● **Task brief**
Below are some records; quote exactly the lines from the one that contains "Trace every instance of the distant" through the one that contains "trace: mountain slope", inclusive, and no others.

Stored data entries

↓↓↓

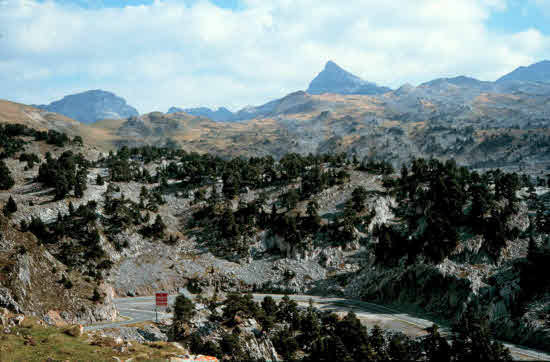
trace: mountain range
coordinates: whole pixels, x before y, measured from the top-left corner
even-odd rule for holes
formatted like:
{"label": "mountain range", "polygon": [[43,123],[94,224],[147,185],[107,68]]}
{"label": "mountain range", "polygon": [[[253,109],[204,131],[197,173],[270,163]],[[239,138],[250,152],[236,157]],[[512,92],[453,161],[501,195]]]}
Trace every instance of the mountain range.
{"label": "mountain range", "polygon": [[[548,92],[550,82],[550,61],[541,61],[527,67],[519,67],[495,82],[480,81],[467,76],[454,78],[438,78],[421,84],[418,87],[404,85],[392,91],[391,88],[379,86],[363,80],[342,69],[333,61],[328,61],[324,69],[310,82],[304,92],[291,93],[281,99],[270,101],[260,106],[245,107],[237,112],[231,112],[225,107],[210,109],[208,107],[180,108],[170,107],[167,114],[184,112],[192,116],[205,117],[215,122],[235,122],[268,117],[277,113],[279,106],[288,103],[296,95],[321,94],[358,94],[380,96],[393,92],[394,95],[437,98],[448,92],[455,93],[455,100],[469,101],[483,92],[514,93],[523,92],[541,94]],[[449,99],[452,103],[452,100]],[[301,107],[307,105],[301,104]],[[311,105],[309,105],[311,106]],[[65,96],[63,99],[48,105],[35,106],[49,112],[55,112],[70,117],[82,123],[94,123],[102,119],[124,119],[138,116],[138,111],[128,105],[126,100],[102,90],[91,90],[83,93]],[[288,113],[288,105],[283,106]],[[305,108],[304,108],[305,109]]]}
{"label": "mountain range", "polygon": [[216,122],[231,122],[235,121],[236,117],[229,109],[225,107],[220,107],[217,110],[212,110],[208,107],[197,107],[197,108],[178,108],[170,107],[167,114],[170,113],[188,113],[192,116],[197,117],[206,117]]}
{"label": "mountain range", "polygon": [[[495,82],[466,76],[439,78],[374,95],[298,91],[243,108],[232,117],[223,108],[213,113],[205,108],[183,112],[172,108],[169,113],[135,112],[86,125],[4,101],[0,122],[81,135],[100,150],[166,145],[223,157],[275,158],[288,152],[344,152],[394,165],[411,157],[436,157],[467,165],[527,167],[550,164],[550,151],[545,151],[550,145],[550,78],[544,76],[548,65],[520,68],[520,73],[510,73],[516,73],[513,77]],[[327,69],[336,67],[329,63]],[[342,89],[341,84],[338,87]],[[226,117],[220,122],[212,114]]]}

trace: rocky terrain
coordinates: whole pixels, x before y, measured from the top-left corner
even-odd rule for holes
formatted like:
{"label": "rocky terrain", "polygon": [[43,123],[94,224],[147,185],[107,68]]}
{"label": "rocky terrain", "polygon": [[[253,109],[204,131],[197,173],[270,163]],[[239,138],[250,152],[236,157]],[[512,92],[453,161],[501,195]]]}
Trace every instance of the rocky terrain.
{"label": "rocky terrain", "polygon": [[[150,295],[157,290],[175,293],[185,286],[200,288],[210,295],[215,290],[316,293],[412,308],[417,313],[432,313],[451,322],[460,318],[469,306],[478,305],[487,313],[500,338],[546,350],[550,347],[547,345],[548,322],[545,321],[549,299],[544,293],[547,292],[543,287],[542,294],[537,297],[540,299],[529,297],[525,300],[519,284],[520,264],[528,252],[525,233],[529,226],[527,210],[531,194],[526,188],[519,194],[522,195],[520,207],[510,226],[517,227],[520,236],[507,239],[496,260],[488,256],[483,236],[464,234],[456,250],[439,263],[400,262],[391,267],[381,265],[376,256],[378,237],[374,229],[376,225],[399,220],[395,214],[398,202],[388,192],[387,176],[376,172],[344,164],[340,167],[349,173],[345,183],[314,192],[307,202],[298,202],[288,210],[289,215],[299,217],[308,212],[307,203],[315,201],[320,224],[330,230],[330,225],[341,222],[343,209],[353,198],[354,190],[363,187],[367,193],[365,208],[372,212],[372,217],[355,224],[347,239],[340,239],[338,233],[324,231],[306,236],[296,244],[285,235],[256,227],[244,237],[245,249],[236,253],[216,250],[213,246],[216,243],[228,244],[230,241],[216,240],[220,236],[214,230],[190,224],[198,222],[196,213],[208,205],[207,201],[197,201],[198,193],[205,190],[204,200],[207,200],[212,195],[212,187],[221,190],[223,182],[218,186],[206,183],[188,188],[169,178],[168,189],[161,193],[162,203],[147,212],[151,221],[157,215],[162,218],[163,239],[146,236],[139,224],[132,223],[111,234],[108,220],[113,216],[107,209],[108,200],[125,200],[137,205],[142,202],[144,183],[111,181],[98,184],[98,176],[107,180],[113,177],[113,170],[100,161],[106,154],[87,145],[56,147],[29,140],[25,149],[41,154],[41,158],[43,152],[60,157],[68,150],[99,161],[89,168],[87,188],[80,198],[69,195],[68,199],[52,199],[51,189],[33,180],[36,167],[29,169],[17,157],[6,160],[15,185],[0,193],[0,202],[6,205],[12,197],[17,210],[9,219],[2,217],[1,220],[5,260],[1,301],[3,306],[15,312],[42,316],[52,324],[90,323],[116,318],[111,302],[115,295]],[[152,175],[169,163],[163,158],[148,164],[138,162]],[[147,188],[154,190],[161,183],[160,179],[153,181]],[[241,190],[229,207],[237,213],[241,203],[252,202],[263,194],[266,197],[263,209],[271,210],[275,205],[281,207],[283,196],[299,187],[298,179],[284,186]],[[547,190],[540,187],[537,193],[544,198]],[[44,243],[32,233],[20,231],[19,226],[22,222],[31,223],[34,218],[53,225],[56,220],[59,222],[59,214],[73,215],[71,208],[80,209],[90,201],[98,204],[95,210],[101,218],[94,228],[98,230],[98,245],[104,252],[104,260],[111,264],[106,272],[95,278],[87,275],[98,268],[101,259],[74,266],[64,264],[65,254],[60,253],[60,247],[80,243],[79,236],[68,233],[63,237],[63,242],[69,244]],[[66,280],[71,281],[70,288]],[[44,284],[44,281],[48,282]],[[48,287],[44,288],[46,285]],[[93,301],[94,290],[101,296],[101,302]],[[64,296],[61,304],[60,295]],[[525,309],[518,311],[518,303]]]}
{"label": "rocky terrain", "polygon": [[[31,233],[21,233],[0,216],[0,304],[16,313],[43,318],[53,325],[114,320],[111,285],[95,285],[63,265]],[[61,280],[70,280],[67,288]],[[92,300],[94,287],[103,296]]]}
{"label": "rocky terrain", "polygon": [[[158,290],[311,293],[448,325],[477,313],[494,336],[550,351],[549,87],[296,92],[230,123],[153,112],[87,126],[2,102],[0,307],[63,325],[114,320],[113,297]],[[201,304],[177,334],[223,339]],[[236,333],[275,358],[264,322],[240,316]]]}

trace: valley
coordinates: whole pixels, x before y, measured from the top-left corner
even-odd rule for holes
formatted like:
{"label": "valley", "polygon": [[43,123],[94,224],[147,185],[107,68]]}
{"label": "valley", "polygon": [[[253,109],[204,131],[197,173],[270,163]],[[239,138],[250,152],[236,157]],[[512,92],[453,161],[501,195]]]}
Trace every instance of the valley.
{"label": "valley", "polygon": [[323,72],[223,121],[1,101],[0,352],[81,324],[117,358],[546,359],[548,83]]}

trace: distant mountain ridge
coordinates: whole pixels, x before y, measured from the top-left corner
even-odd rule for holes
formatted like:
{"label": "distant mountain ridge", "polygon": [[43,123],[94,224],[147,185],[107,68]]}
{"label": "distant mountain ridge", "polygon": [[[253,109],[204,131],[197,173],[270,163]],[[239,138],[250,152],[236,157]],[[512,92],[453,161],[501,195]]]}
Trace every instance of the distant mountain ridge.
{"label": "distant mountain ridge", "polygon": [[527,67],[519,67],[514,71],[500,77],[497,82],[523,81],[523,82],[550,82],[550,60],[531,64]]}
{"label": "distant mountain ridge", "polygon": [[[277,117],[291,113],[308,112],[315,108],[316,100],[307,95],[340,94],[390,95],[389,102],[401,112],[421,98],[428,98],[445,104],[467,104],[482,93],[514,93],[550,95],[550,61],[544,60],[527,67],[519,67],[495,82],[481,81],[468,76],[438,78],[417,87],[404,85],[399,89],[378,86],[344,70],[333,61],[310,82],[308,89],[293,92],[283,98],[259,106],[247,106],[237,112],[225,107],[179,108],[170,107],[167,114],[184,112],[196,117],[205,117],[216,122],[236,122],[254,118]],[[398,104],[397,104],[397,103]],[[65,96],[49,105],[37,108],[62,114],[82,123],[94,123],[102,119],[126,119],[139,115],[126,101],[111,92],[91,90]]]}
{"label": "distant mountain ridge", "polygon": [[197,108],[179,108],[170,107],[167,114],[171,113],[188,113],[196,117],[206,117],[216,122],[232,122],[236,120],[235,114],[225,107],[219,107],[217,110],[210,109],[208,107]]}
{"label": "distant mountain ridge", "polygon": [[94,123],[102,119],[123,119],[139,116],[139,112],[114,93],[100,89],[71,94],[47,105],[35,107],[76,119]]}

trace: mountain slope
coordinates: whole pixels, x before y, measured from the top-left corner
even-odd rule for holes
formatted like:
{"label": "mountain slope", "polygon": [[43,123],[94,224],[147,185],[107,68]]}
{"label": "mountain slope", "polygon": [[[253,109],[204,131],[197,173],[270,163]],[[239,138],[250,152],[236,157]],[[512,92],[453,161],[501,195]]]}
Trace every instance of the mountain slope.
{"label": "mountain slope", "polygon": [[94,123],[101,119],[121,119],[138,116],[138,111],[124,98],[103,90],[90,90],[71,94],[38,108],[63,114],[82,123]]}
{"label": "mountain slope", "polygon": [[390,90],[390,88],[364,81],[333,61],[328,61],[323,71],[311,81],[306,92],[309,94],[382,94]]}
{"label": "mountain slope", "polygon": [[516,68],[497,80],[497,82],[505,81],[550,82],[550,60]]}
{"label": "mountain slope", "polygon": [[103,150],[113,148],[104,129],[92,128],[62,114],[0,99],[0,123],[20,123],[41,130],[55,130],[67,135],[81,136],[86,143]]}

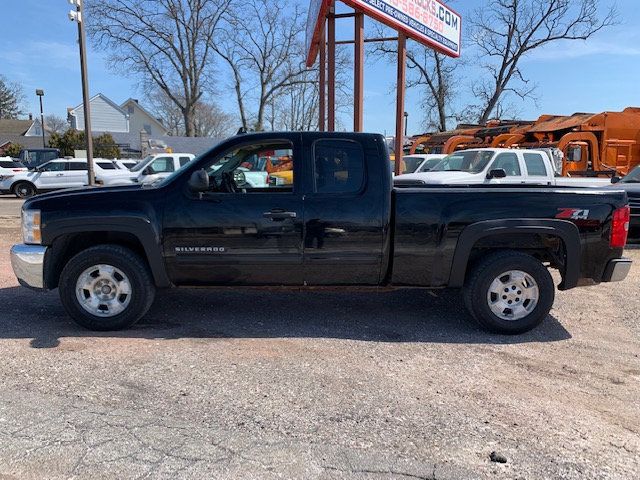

↑↑↑

● **Response to this exercise**
Trace every instance of the distant mountain ridge.
{"label": "distant mountain ridge", "polygon": [[527,67],[519,67],[514,71],[500,77],[497,82],[523,81],[523,82],[550,82],[550,60],[531,64]]}
{"label": "distant mountain ridge", "polygon": [[[277,117],[291,113],[308,112],[315,108],[316,100],[307,95],[340,94],[390,95],[389,102],[401,112],[421,98],[428,98],[445,104],[467,104],[482,93],[514,93],[550,95],[550,61],[544,60],[527,67],[519,67],[495,82],[481,81],[468,76],[438,78],[417,87],[404,85],[399,89],[378,86],[344,70],[333,61],[310,82],[308,89],[293,92],[283,98],[259,106],[247,106],[237,112],[225,107],[179,108],[170,107],[167,114],[184,112],[196,117],[205,117],[216,122],[236,122],[254,118]],[[398,104],[397,104],[397,103]],[[65,96],[49,105],[37,108],[62,114],[82,123],[94,123],[102,119],[126,119],[139,115],[126,101],[111,92],[91,90]]]}
{"label": "distant mountain ridge", "polygon": [[197,108],[179,108],[170,107],[167,114],[171,113],[188,113],[196,117],[206,117],[216,122],[232,122],[236,120],[235,114],[225,107],[219,107],[217,110],[210,109],[208,107]]}
{"label": "distant mountain ridge", "polygon": [[94,123],[102,119],[123,119],[139,116],[139,112],[114,93],[100,89],[71,94],[47,105],[35,107],[76,119]]}

trace: mountain slope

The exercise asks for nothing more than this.